[Data items]
===

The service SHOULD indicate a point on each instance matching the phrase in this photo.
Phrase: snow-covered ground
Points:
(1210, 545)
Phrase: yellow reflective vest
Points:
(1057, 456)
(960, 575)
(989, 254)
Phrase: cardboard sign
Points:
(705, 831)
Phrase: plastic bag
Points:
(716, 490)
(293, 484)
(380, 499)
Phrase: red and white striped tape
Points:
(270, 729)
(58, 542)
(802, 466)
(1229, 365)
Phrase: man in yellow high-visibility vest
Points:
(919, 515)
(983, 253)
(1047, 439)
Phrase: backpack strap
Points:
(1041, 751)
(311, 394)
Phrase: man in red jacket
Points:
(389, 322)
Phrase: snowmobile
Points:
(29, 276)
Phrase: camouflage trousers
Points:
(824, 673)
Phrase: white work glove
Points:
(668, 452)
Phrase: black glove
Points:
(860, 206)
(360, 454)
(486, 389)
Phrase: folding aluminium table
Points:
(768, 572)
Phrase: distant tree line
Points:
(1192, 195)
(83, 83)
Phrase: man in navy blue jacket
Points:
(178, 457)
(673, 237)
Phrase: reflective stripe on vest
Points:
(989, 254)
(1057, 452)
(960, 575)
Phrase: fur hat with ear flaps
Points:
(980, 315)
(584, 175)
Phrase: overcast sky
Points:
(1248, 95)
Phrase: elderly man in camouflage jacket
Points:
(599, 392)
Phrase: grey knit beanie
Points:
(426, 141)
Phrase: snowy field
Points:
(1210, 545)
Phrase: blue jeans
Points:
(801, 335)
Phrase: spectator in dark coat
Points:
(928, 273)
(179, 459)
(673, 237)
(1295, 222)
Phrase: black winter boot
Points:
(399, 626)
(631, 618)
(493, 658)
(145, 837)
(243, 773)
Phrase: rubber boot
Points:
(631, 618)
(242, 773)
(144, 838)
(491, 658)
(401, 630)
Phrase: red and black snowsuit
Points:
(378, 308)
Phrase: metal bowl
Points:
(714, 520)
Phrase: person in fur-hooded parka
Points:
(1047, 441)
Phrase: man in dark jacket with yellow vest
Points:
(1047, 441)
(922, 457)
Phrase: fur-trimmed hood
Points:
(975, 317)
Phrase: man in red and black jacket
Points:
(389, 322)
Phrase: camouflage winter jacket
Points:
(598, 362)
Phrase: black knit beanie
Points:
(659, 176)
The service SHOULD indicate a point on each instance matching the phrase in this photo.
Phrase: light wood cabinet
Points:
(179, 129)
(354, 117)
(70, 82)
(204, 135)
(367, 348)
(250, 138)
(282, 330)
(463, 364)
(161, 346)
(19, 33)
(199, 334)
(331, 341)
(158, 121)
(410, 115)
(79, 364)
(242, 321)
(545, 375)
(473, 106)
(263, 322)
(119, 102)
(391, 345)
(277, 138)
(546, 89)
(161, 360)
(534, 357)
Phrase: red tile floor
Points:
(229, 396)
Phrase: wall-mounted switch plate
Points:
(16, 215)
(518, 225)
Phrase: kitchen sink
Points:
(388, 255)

===

▸ Problem to solve
Restate all entries above verbatim.

▸ Task solution
The service SHOULD indicate a point on each instance matching the phrase in this photo.
Phrase: snow-covered ground
Points:
(1210, 545)
Phrase: yellow reflective vest
Points:
(1057, 456)
(960, 575)
(989, 254)
Phrase: cardboard sign
Points:
(705, 831)
Phrase: plastic bag
Points:
(716, 490)
(293, 484)
(380, 499)
Phrase: red and white striped tape
Points:
(270, 729)
(58, 542)
(802, 466)
(1229, 365)
Phrase: man in yellow high-visibility vest
Points:
(919, 515)
(983, 253)
(1047, 439)
Phrase: backpack strap
Points:
(1041, 751)
(311, 394)
Phrase: man in red jacket
Points:
(389, 322)
Phrase: snowmobile
Points:
(29, 276)
Phrase: camouflage trousers
Points:
(824, 673)
Phrase: white work glove
Points:
(668, 452)
Phrase: black glove
Points:
(860, 206)
(360, 454)
(486, 389)
Phrase: folding aluminium table
Points:
(768, 572)
Phrase: distant tree line
Points:
(1192, 195)
(83, 83)
Phrase: man in navy blue jacket
Points:
(178, 457)
(673, 237)
Phrase: reflective stripe on vest
Points:
(989, 254)
(1057, 452)
(960, 575)
Phrase: fur hat with ear flaps
Points:
(980, 315)
(584, 175)
Phrase: overcast sky
Points:
(1248, 95)
Phrase: elderly man in camouflage jacket
Points:
(599, 392)
Phrase: grey knit beanie
Points:
(426, 141)
Phrase: snowy field
Points:
(1210, 545)
Phrase: blue jeans
Points:
(801, 335)
Phrase: spectator in dark coat
Points:
(928, 273)
(179, 459)
(673, 237)
(1295, 222)
Phrase: black winter boot
Points:
(399, 626)
(631, 618)
(493, 658)
(145, 837)
(243, 773)
Phrase: rubber boot
Points:
(631, 618)
(242, 773)
(144, 838)
(491, 658)
(401, 630)
Phrase: red and black snowsuit
Points:
(378, 308)
Phrase: metal bowl
Points:
(714, 520)
Phrase: person in fur-hooded parka
Points:
(1047, 441)
Phrase: man in dark jacket with yellow vest
Points:
(1047, 441)
(922, 457)
Phrase: fur-trimmed hood
Points:
(975, 317)
Phrase: man in red and black jacket
Points:
(389, 322)
Phrase: camouflage winter jacket
Points:
(598, 362)
Phrase: black knit beanie
Points:
(659, 176)
The service SHOULD indicate a point on each instance matching the phrase in this photo.
Phrase: light wood cabinet
Points:
(179, 129)
(354, 117)
(70, 82)
(204, 135)
(367, 348)
(250, 138)
(282, 330)
(463, 364)
(161, 346)
(19, 33)
(199, 334)
(331, 341)
(158, 121)
(410, 115)
(79, 364)
(242, 321)
(545, 375)
(473, 106)
(263, 322)
(119, 102)
(391, 345)
(277, 138)
(546, 89)
(161, 360)
(534, 357)
Phrase: red tile floor
Points:
(229, 396)
Phrase: wall-mounted switch plate
Points:
(16, 215)
(518, 225)
Phrase: kitchen sink
Points:
(388, 255)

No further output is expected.